[Point-based annotation data]
---------------

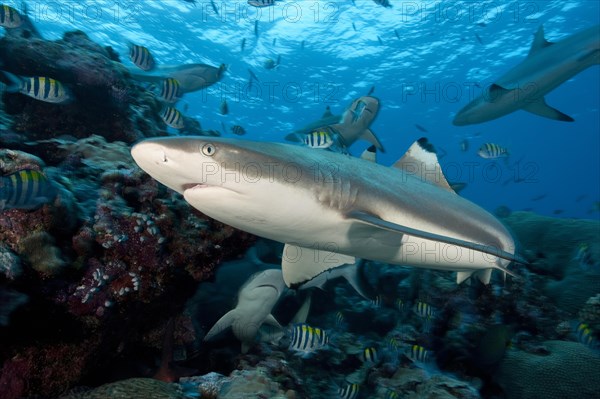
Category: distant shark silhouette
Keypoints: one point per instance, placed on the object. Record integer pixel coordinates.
(191, 77)
(547, 66)
(351, 126)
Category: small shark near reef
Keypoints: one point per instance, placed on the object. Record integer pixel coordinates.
(330, 208)
(191, 77)
(349, 127)
(256, 299)
(547, 66)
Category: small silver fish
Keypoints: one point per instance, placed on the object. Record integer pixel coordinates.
(170, 91)
(172, 117)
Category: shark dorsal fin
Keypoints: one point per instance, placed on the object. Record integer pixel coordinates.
(539, 42)
(421, 161)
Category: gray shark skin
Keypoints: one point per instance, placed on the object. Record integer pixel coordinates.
(256, 299)
(330, 208)
(356, 121)
(191, 77)
(547, 66)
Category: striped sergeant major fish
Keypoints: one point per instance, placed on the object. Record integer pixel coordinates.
(170, 91)
(492, 151)
(318, 139)
(26, 189)
(141, 57)
(418, 354)
(350, 391)
(369, 355)
(172, 117)
(40, 88)
(307, 339)
(9, 17)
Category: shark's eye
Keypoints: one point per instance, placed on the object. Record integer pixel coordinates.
(208, 150)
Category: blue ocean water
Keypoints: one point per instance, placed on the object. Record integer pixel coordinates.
(423, 58)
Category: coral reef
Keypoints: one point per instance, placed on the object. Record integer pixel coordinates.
(565, 370)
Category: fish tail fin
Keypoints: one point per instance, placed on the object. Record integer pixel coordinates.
(13, 82)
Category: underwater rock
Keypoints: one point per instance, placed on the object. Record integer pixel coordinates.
(415, 383)
(551, 245)
(570, 370)
(107, 103)
(133, 388)
(590, 313)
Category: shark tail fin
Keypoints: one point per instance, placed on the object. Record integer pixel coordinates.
(224, 322)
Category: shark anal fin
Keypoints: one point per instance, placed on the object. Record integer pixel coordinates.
(224, 322)
(383, 224)
(541, 108)
(421, 161)
(300, 264)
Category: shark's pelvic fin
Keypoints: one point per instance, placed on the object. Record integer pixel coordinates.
(421, 161)
(539, 42)
(224, 322)
(300, 264)
(377, 222)
(541, 108)
(271, 320)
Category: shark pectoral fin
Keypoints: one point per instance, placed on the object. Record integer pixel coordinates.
(368, 135)
(375, 221)
(541, 108)
(224, 323)
(300, 264)
(270, 320)
(421, 161)
(462, 276)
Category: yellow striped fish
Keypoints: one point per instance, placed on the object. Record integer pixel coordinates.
(9, 17)
(141, 57)
(172, 117)
(492, 151)
(369, 355)
(307, 339)
(25, 189)
(40, 87)
(318, 139)
(170, 91)
(350, 391)
(419, 354)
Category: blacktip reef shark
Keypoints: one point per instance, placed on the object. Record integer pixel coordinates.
(329, 208)
(349, 127)
(191, 77)
(256, 299)
(547, 66)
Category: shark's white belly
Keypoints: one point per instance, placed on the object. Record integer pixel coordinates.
(296, 217)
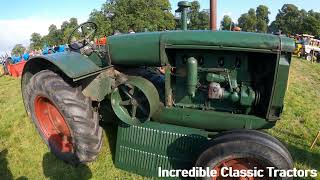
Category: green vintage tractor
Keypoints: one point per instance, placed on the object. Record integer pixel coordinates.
(205, 109)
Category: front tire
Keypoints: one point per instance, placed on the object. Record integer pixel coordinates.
(245, 150)
(64, 118)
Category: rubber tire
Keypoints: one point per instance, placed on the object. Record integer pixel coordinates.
(76, 109)
(242, 144)
(250, 133)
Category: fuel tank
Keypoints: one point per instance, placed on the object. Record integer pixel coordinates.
(149, 49)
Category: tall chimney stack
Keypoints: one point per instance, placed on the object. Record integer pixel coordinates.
(213, 15)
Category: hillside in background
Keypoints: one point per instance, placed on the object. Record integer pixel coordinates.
(24, 155)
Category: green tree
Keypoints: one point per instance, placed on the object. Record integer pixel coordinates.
(226, 23)
(198, 19)
(55, 36)
(248, 21)
(18, 49)
(67, 27)
(104, 24)
(36, 41)
(262, 14)
(139, 15)
(289, 20)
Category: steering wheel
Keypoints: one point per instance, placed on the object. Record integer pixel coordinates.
(84, 32)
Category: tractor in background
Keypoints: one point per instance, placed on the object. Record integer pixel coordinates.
(307, 47)
(206, 108)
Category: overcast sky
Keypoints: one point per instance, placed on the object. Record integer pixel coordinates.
(19, 19)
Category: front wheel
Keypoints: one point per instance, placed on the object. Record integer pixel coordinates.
(64, 117)
(244, 151)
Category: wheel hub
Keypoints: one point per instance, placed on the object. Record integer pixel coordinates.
(53, 125)
(236, 164)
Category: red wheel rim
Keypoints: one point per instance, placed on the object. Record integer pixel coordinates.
(52, 124)
(237, 164)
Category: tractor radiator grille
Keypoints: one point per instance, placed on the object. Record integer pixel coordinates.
(143, 149)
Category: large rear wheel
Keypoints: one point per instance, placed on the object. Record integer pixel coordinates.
(246, 151)
(64, 117)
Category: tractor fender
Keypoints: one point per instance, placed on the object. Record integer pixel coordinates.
(72, 64)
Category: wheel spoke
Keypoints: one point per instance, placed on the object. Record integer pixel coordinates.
(144, 111)
(126, 92)
(132, 90)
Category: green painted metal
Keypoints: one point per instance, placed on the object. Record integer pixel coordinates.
(210, 120)
(279, 87)
(135, 49)
(183, 7)
(149, 48)
(74, 65)
(143, 149)
(97, 88)
(150, 104)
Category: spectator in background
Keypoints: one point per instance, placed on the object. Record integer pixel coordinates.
(131, 31)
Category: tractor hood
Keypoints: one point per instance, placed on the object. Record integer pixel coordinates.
(149, 48)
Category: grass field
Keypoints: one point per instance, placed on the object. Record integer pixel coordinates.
(24, 156)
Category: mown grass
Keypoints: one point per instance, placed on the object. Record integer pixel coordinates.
(24, 156)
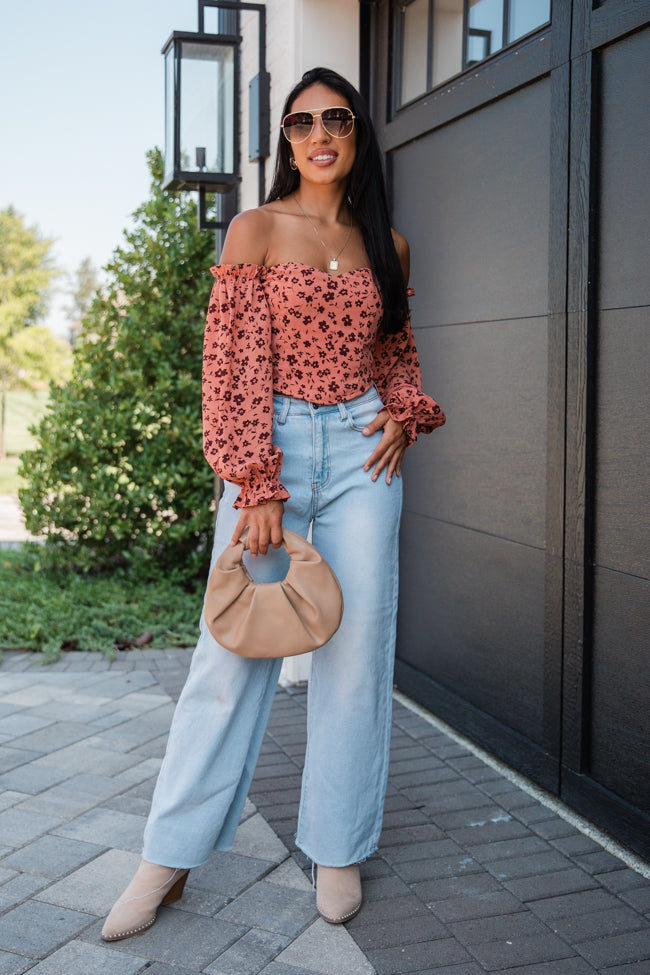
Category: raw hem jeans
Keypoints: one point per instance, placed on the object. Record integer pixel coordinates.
(223, 709)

---------------

Quote the records from the line that contains "Category: mown grass" through the end of the records, with both ends included. Omit the pictures.

# Answer to this task:
Category: mown grass
Keypoints: one point per instance, placed on the object. Record integer pixel coordinates.
(24, 156)
Category: raw hem jeans
Keypoints: one point per instance, placed on the object. Record integer pixel coordinates.
(223, 709)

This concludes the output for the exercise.